WHAT NEEDS TO BE DONE
Print every entry, word for word, and skip the images.

━━━━━━━━━━

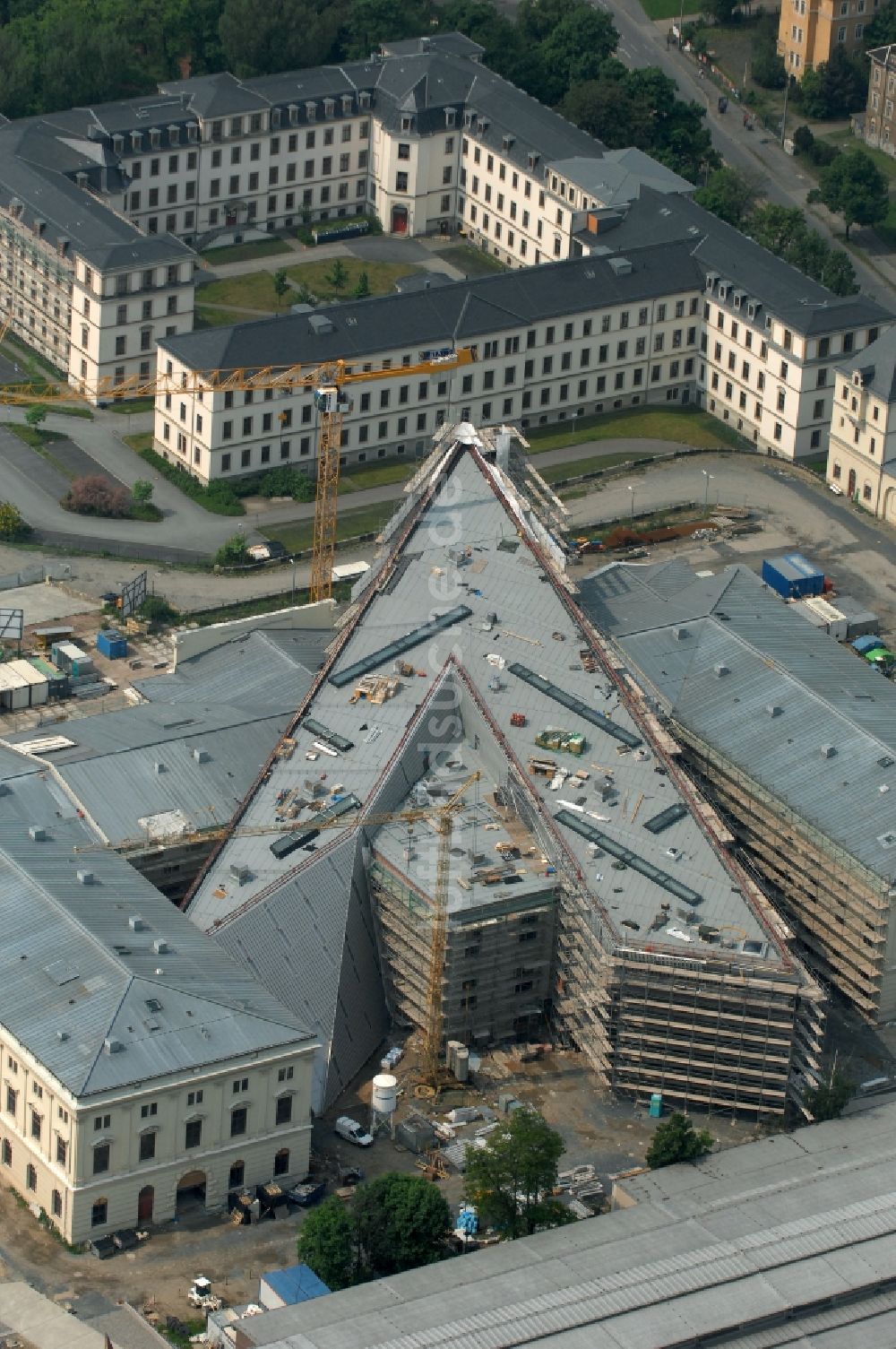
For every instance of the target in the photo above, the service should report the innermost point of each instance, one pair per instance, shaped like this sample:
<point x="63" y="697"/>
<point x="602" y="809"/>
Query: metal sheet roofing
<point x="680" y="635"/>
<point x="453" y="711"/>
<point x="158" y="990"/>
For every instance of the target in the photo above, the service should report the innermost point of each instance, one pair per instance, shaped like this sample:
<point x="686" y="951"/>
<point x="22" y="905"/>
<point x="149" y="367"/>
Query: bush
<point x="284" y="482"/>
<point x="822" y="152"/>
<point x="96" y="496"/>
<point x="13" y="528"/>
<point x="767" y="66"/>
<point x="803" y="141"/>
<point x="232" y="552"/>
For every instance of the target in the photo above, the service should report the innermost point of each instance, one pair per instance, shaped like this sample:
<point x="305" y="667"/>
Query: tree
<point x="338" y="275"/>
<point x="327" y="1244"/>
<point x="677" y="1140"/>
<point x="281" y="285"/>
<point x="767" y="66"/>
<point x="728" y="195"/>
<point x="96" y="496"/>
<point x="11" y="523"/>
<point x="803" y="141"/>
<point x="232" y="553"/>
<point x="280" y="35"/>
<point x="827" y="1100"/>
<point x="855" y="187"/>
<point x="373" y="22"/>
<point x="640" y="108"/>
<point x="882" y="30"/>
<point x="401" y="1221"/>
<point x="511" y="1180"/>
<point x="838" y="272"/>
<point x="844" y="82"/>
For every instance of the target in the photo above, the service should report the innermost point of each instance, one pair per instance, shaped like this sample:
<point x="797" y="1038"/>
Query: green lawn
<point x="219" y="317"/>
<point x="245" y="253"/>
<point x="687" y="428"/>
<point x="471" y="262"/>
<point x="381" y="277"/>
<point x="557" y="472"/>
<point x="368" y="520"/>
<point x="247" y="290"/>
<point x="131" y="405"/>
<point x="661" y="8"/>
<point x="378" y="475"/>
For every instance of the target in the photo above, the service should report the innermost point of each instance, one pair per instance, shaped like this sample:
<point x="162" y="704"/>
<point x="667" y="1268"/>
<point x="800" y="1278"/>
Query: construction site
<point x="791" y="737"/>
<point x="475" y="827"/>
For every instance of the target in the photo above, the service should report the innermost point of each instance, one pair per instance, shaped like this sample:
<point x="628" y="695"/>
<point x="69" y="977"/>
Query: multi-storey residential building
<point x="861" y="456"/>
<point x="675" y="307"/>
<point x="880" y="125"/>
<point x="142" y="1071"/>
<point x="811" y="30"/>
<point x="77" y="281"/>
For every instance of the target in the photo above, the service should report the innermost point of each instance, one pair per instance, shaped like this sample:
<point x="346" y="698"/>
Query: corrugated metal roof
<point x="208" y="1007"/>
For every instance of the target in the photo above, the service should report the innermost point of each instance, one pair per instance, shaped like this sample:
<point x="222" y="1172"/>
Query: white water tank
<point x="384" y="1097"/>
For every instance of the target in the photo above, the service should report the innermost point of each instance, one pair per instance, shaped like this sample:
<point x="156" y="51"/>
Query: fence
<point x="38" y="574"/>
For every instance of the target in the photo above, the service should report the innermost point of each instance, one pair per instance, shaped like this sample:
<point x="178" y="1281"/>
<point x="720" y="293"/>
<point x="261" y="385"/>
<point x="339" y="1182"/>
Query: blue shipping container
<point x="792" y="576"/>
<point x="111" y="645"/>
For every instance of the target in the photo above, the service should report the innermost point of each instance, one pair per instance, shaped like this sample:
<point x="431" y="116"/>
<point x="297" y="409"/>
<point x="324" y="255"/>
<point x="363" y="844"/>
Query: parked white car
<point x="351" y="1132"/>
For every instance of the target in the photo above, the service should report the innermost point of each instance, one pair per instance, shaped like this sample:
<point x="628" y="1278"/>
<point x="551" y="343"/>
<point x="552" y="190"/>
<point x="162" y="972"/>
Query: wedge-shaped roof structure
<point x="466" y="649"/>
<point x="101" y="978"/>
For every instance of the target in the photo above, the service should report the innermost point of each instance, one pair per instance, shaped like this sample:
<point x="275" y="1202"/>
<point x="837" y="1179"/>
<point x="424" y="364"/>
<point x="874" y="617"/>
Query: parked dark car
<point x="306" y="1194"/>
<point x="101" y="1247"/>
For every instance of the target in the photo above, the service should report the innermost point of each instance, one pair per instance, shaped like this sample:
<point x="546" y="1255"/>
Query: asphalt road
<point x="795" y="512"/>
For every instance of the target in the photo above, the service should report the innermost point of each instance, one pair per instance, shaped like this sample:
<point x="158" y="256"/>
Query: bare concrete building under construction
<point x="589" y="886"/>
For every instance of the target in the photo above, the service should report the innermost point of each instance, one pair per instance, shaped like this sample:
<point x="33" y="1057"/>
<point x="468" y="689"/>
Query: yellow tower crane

━━━━━━━━━━

RESPONSE AREA
For every instance of the target in the photo above, the service should report the innermost point of each instance, one pair per instance, shaped like this sample:
<point x="63" y="697"/>
<point x="602" y="809"/>
Query: metal sheet roofing
<point x="680" y="635"/>
<point x="453" y="711"/>
<point x="158" y="990"/>
For every instance of the target in the photo above, the service should report the innermost point of each instance, one pair per instance, shaped like this sample:
<point x="686" y="951"/>
<point x="22" y="905"/>
<point x="149" y="367"/>
Query: bush
<point x="284" y="482"/>
<point x="822" y="152"/>
<point x="96" y="496"/>
<point x="13" y="528"/>
<point x="767" y="66"/>
<point x="803" y="141"/>
<point x="232" y="552"/>
For every instance of the target in the photo above, the service should report the innermost point of each instance, one pair per instance, shaped like this sample:
<point x="305" y="667"/>
Query: tree
<point x="338" y="275"/>
<point x="327" y="1244"/>
<point x="677" y="1140"/>
<point x="281" y="285"/>
<point x="767" y="66"/>
<point x="728" y="195"/>
<point x="96" y="496"/>
<point x="11" y="523"/>
<point x="803" y="141"/>
<point x="232" y="553"/>
<point x="280" y="35"/>
<point x="827" y="1100"/>
<point x="855" y="187"/>
<point x="373" y="22"/>
<point x="640" y="108"/>
<point x="882" y="30"/>
<point x="401" y="1221"/>
<point x="511" y="1180"/>
<point x="838" y="272"/>
<point x="844" y="82"/>
For every instance of the target in the photo above, the service should report the innermost point of each instance, one pair per instance, shaped like this sample:
<point x="797" y="1038"/>
Query: green lawn
<point x="219" y="317"/>
<point x="245" y="253"/>
<point x="687" y="428"/>
<point x="471" y="262"/>
<point x="381" y="277"/>
<point x="557" y="472"/>
<point x="368" y="520"/>
<point x="247" y="290"/>
<point x="131" y="405"/>
<point x="661" y="8"/>
<point x="378" y="475"/>
For every instance of the target in the photo above, the service should report the innermost point of each instance, one pair per instance, shaped like this sample:
<point x="162" y="704"/>
<point x="667" y="1268"/>
<point x="800" y="1278"/>
Query: construction site
<point x="791" y="737"/>
<point x="475" y="827"/>
For every instance of the target in the photo above, the service should report the innermost point of each instance, one pair per instance, shaped like this sample:
<point x="628" y="695"/>
<point x="69" y="977"/>
Query: multi-storey residential building
<point x="861" y="456"/>
<point x="675" y="307"/>
<point x="880" y="125"/>
<point x="142" y="1071"/>
<point x="811" y="30"/>
<point x="77" y="281"/>
For every instance of the target in the photo above, the service should report the innermost point of each instance, one pair per instance, shaped like this sample:
<point x="346" y="698"/>
Query: corrugated metal roof
<point x="208" y="1007"/>
For every instance of the target in the photo above, the service should report the innermost point of each instance, one pair per instance, shaped like this sample:
<point x="222" y="1172"/>
Query: white water tank
<point x="384" y="1097"/>
For every instance of the target in the photo above, the service should report the innermost point of each instance, one pair per instance, shaped like this sample:
<point x="156" y="51"/>
Query: fence
<point x="38" y="574"/>
For every instance of the target in the photo above, the service should report the innermost point of each instance, one pair per instance, shaped like this sample:
<point x="178" y="1281"/>
<point x="720" y="293"/>
<point x="261" y="385"/>
<point x="339" y="1182"/>
Query: blue shipping container
<point x="792" y="576"/>
<point x="111" y="645"/>
For every instance of the target in the photo above, the service should report the innermost point of each instance, one pair per instance, shaped like this sample:
<point x="431" y="116"/>
<point x="297" y="409"/>
<point x="324" y="255"/>
<point x="363" y="844"/>
Query: parked white car
<point x="351" y="1132"/>
For every instance of the target in the photo above, the service should report the innermost point of each instance, one pair per instance, shaped like this sample:
<point x="628" y="1278"/>
<point x="551" y="343"/>
<point x="552" y="190"/>
<point x="162" y="972"/>
Query: wedge-shaped roof structure
<point x="466" y="649"/>
<point x="101" y="978"/>
For every instance of the target in the photo above, the service should report the innermost point of each instance, one pair per instance, shaped like this sample:
<point x="275" y="1202"/>
<point x="837" y="1179"/>
<point x="424" y="364"/>
<point x="874" y="617"/>
Query: parked dark car
<point x="306" y="1194"/>
<point x="101" y="1247"/>
For every instance of the target in the photo above, the service should report the innermost point of each instance, one pair per instance, shaped like this sample:
<point x="546" y="1255"/>
Query: asphalt road
<point x="795" y="512"/>
For every instance of the target in the photo above, the service should report the innermost point of each instance, one pair per instance, shaped like this sample:
<point x="158" y="256"/>
Query: bare concrete building under construction
<point x="589" y="886"/>
For every instance of the target in the photo above, the service should report the innermost point of each instance, one pair per instance, shaped like this sample:
<point x="33" y="1057"/>
<point x="468" y="689"/>
Query: yellow tower crane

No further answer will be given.